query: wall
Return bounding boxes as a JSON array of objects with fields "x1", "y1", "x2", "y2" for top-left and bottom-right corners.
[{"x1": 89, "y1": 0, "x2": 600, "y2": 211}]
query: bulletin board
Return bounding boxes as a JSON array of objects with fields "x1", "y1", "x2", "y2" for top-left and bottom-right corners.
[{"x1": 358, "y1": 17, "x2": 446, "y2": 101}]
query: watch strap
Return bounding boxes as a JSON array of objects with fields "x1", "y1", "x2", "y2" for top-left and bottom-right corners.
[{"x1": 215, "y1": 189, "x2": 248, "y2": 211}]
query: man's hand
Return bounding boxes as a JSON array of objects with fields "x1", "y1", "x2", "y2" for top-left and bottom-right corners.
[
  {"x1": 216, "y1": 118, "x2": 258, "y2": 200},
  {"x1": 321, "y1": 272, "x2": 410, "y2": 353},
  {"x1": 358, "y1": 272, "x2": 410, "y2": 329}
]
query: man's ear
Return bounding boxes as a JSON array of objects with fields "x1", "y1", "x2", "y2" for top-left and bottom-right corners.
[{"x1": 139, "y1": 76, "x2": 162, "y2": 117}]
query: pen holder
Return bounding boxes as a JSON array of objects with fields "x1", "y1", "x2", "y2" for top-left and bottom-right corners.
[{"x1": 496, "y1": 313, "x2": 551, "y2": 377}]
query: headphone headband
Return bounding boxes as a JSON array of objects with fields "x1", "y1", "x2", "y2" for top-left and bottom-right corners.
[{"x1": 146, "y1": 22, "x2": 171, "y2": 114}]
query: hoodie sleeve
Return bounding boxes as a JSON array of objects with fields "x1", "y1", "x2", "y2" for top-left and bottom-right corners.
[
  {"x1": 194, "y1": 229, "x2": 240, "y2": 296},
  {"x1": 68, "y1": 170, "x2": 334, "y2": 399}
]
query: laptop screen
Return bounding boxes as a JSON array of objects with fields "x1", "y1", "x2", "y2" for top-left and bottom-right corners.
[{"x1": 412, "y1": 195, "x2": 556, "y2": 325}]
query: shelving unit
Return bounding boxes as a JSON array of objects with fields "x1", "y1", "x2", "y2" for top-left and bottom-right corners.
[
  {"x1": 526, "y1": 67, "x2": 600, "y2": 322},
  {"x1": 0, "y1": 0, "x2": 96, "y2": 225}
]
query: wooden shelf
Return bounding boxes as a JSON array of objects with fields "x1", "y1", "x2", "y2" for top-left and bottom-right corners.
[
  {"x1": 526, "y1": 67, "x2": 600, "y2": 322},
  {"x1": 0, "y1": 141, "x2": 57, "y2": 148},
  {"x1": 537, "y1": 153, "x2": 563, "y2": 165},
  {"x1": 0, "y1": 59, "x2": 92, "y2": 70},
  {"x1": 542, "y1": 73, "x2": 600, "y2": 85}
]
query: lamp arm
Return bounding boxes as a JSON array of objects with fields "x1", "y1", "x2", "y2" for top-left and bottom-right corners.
***
> **Aim of the exercise**: Rewrite all the records above, replacing every "query" with "label" and leaving the rest unchanged.

> **Expected answer**:
label: wall
Return bounding boxes as a JSON array of objects with fields "x1", "y1", "x2", "y2" for top-left and bottom-right corners.
[{"x1": 89, "y1": 0, "x2": 600, "y2": 211}]
label: bulletin board
Return bounding boxes as a JSON array of objects with fields "x1", "y1", "x2", "y2" for top-left and bottom-right corners.
[{"x1": 358, "y1": 17, "x2": 446, "y2": 101}]
label: watch strap
Return bounding boxes as a JSON array of objects with fields "x1", "y1", "x2", "y2" for top-left and bottom-right corners.
[{"x1": 215, "y1": 189, "x2": 248, "y2": 211}]
label: man's hand
Return bounding boxes as a JSON array of objects with fields "x1", "y1", "x2", "y2" for top-left and bottom-right corners.
[
  {"x1": 216, "y1": 118, "x2": 258, "y2": 200},
  {"x1": 321, "y1": 272, "x2": 410, "y2": 353},
  {"x1": 358, "y1": 272, "x2": 410, "y2": 329}
]
label: man's ear
Return bounding boxes as a JSON array of objects with fields "x1", "y1", "x2", "y2" for top-left and bottom-right corners.
[{"x1": 139, "y1": 76, "x2": 162, "y2": 117}]
label: pen holder
Return bounding boxes as a JSON array of objects with fields "x1", "y1", "x2", "y2" for top-left and bottom-right corners.
[{"x1": 496, "y1": 313, "x2": 551, "y2": 377}]
label: headphone headband
Return bounding boxes as a JSON array of objects with fields "x1", "y1", "x2", "y2" for top-left and bottom-right corners.
[{"x1": 146, "y1": 22, "x2": 171, "y2": 114}]
label: hoodie sleeve
Return bounding boxes as a JSON array of objects with fields "x1", "y1", "x2", "y2" for top-left and bottom-right corners.
[
  {"x1": 194, "y1": 229, "x2": 240, "y2": 296},
  {"x1": 68, "y1": 170, "x2": 334, "y2": 399}
]
label: laptop screen
Return bounding boxes as a JSON array of objects with fields "x1", "y1", "x2", "y2" for top-left and bottom-right corners.
[{"x1": 412, "y1": 195, "x2": 556, "y2": 325}]
label: shelving unit
Return bounding boxes as a JSON array of objects with fields "x1", "y1", "x2", "y2" for top-left and bottom-right corners.
[
  {"x1": 526, "y1": 67, "x2": 600, "y2": 322},
  {"x1": 0, "y1": 0, "x2": 96, "y2": 225}
]
label: wooden shelf
Return bounding boxes as a JSON array of objects with fields "x1", "y1", "x2", "y2" for top-left and bottom-right corners.
[
  {"x1": 526, "y1": 67, "x2": 600, "y2": 322},
  {"x1": 0, "y1": 141, "x2": 57, "y2": 148},
  {"x1": 537, "y1": 153, "x2": 563, "y2": 165},
  {"x1": 0, "y1": 59, "x2": 92, "y2": 70},
  {"x1": 542, "y1": 73, "x2": 600, "y2": 85}
]
label: lamp arm
Return bounding boxes as a JSON array of objects with fields "x1", "y1", "x2", "y2" for top-left and bottom-right corners.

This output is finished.